┌─ TEXT FOR ANALYSIS

Data parallelized linear regression

We can now write out an example of how training with data parallelism works. For each minibatch, each device computes the gradients with respect to the parameters and sends them to a central server. The server averages the gradients and sends the result back to each device. Each device then updates its copy of the parameters using the average gradients. This ensures that each device is training the model using the most up-to-date parameters.

Here's a simple example of data parallel linear regression, which I've modified from this colab (opens in a new tab) where you can find a full working example.

from typing import NamedTuple, Tuple
import functools
 
# class for storing model parameters
class Params(NamedTuple):
  weight: jnp.ndarray
  bias: jnp.ndarray
 
# function for initializing model parameters
def init(rng) -> Params:
  """Returns the initial model params."""
  weights_key, bias_key = jax.random.split(rng)
  weight = jax.random.normal(weights_key, ())
  bias = jax.random.normal(bias_key, ())
  return Params(weight, bias)
 
# function for computing the MSE loss
def loss_fn(params: Params, xs: jnp.ndarray, ys: jnp.ndarray) -> jnp.ndarray:
  """Computes the least squares error of the model's predictions on x against y."""
  pred = params.weight * xs + params.bias
  return jnp.mean((pred - ys) ** 2)
 
# function for performing one SGD update step (fwd & bwd pass)
@functools.partial(jax.pmap, axis_name='num_devices')
def update(params: Params, xs: jnp.ndarray, ys: jnp.ndarray) -> Tuple[Params, jnp.ndarray]:
  loss, grads = jax.value_and_grad(loss_fn)(params, xs, ys)
  grads = jax.lax.pmean(grads, axis_name='num_devices')
  loss = jax.lax.pmean(loss, axis_name='num_devices')
  new_params = jax.tree_map(
      lambda param, g: param - g * LEARNING_RATE, params, grads)
 
  return new_params, loss

Here, the functools.partial decorator wraps the update function with a pmap with axis_name='num_devices' as an input argument to pmap. This means that the update function will be applied in parallel across all devices. The pmean function is used to average the gradients across all devices. The pmean function is similar to np.mean but it also takes an axis_name argument. This argument is used to specify which axis to average across. In this case, we average across the num_devices axis but this name is just a placeholder, we can change it to any string (e.g. 'i' or 'data' and it will work the same).

└─
┌─ SUPPLIED MATERIAL

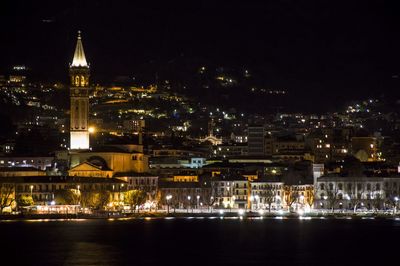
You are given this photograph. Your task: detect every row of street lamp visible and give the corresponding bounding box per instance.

└─

_WORK TO BE COMPLETED_
In the text on data-parallel linear regression, what does the central server do with the gradients the devices send it?

_ANSWER FOR THIS EXERCISE_
It averages the gradients and sends the result back to each device.